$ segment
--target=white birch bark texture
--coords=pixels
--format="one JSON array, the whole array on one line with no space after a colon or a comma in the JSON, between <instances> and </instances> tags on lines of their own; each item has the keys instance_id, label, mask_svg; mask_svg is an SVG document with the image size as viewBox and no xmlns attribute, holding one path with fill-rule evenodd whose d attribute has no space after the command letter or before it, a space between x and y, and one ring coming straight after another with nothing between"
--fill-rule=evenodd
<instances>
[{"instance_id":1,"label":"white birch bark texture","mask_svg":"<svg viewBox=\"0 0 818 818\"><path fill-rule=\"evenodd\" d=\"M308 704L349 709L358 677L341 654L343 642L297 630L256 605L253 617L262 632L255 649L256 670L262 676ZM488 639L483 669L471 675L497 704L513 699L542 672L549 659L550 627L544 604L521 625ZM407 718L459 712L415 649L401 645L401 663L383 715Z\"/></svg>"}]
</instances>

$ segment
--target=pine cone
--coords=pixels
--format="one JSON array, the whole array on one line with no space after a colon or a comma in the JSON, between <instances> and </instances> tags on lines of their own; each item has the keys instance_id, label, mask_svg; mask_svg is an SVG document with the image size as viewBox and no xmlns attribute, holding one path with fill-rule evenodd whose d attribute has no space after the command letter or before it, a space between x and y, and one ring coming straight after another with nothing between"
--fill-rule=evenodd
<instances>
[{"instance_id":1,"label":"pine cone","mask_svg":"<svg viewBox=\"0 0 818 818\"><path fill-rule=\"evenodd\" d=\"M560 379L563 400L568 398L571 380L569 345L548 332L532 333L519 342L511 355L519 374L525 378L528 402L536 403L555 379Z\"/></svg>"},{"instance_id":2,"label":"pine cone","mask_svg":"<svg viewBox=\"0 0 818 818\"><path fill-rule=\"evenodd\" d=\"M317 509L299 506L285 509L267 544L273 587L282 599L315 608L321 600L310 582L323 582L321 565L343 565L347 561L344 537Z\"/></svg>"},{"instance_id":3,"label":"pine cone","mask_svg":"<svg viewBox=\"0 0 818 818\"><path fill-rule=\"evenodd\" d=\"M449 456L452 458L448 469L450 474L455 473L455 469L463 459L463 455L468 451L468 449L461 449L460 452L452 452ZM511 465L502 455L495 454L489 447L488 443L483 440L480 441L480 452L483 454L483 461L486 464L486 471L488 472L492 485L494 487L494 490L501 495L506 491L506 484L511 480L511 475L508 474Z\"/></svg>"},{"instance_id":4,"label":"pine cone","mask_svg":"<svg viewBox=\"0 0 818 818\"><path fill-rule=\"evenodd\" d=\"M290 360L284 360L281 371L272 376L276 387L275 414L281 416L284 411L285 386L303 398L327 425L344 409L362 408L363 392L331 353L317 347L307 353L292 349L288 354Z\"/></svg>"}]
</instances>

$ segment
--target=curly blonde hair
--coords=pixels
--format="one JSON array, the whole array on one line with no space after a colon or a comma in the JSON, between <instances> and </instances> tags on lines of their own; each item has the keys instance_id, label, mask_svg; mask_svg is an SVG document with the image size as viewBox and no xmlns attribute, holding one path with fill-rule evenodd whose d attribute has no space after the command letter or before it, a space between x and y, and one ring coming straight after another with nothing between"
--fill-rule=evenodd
____________________
= PROMPT =
Print every line from the start of the data through the line that holds "704L349 709L358 677L341", with both ends included and not a single character changed.

= RESULT OF THIS TASK =
$ segment
--target=white birch bark texture
--coords=pixels
--format="one JSON array, the whole array on one line with no space after a colon or a comma in the JSON, between <instances> and </instances> tags on lines of their own; each item has the keys instance_id, label, mask_svg; mask_svg is an SVG document with the image size as viewBox and no xmlns attribute, holding one path with fill-rule evenodd whose d attribute has no space after the command letter or before it, a space between x and y, and one ring coming straight after another with nothing between"
--fill-rule=evenodd
<instances>
[{"instance_id":1,"label":"white birch bark texture","mask_svg":"<svg viewBox=\"0 0 818 818\"><path fill-rule=\"evenodd\" d=\"M308 704L349 709L358 677L341 654L343 642L297 630L256 605L253 617L262 632L255 649L256 670L262 676ZM488 639L483 669L471 675L497 704L513 699L542 672L549 659L550 627L544 604L521 625ZM407 718L459 712L415 649L401 645L401 663L383 715Z\"/></svg>"}]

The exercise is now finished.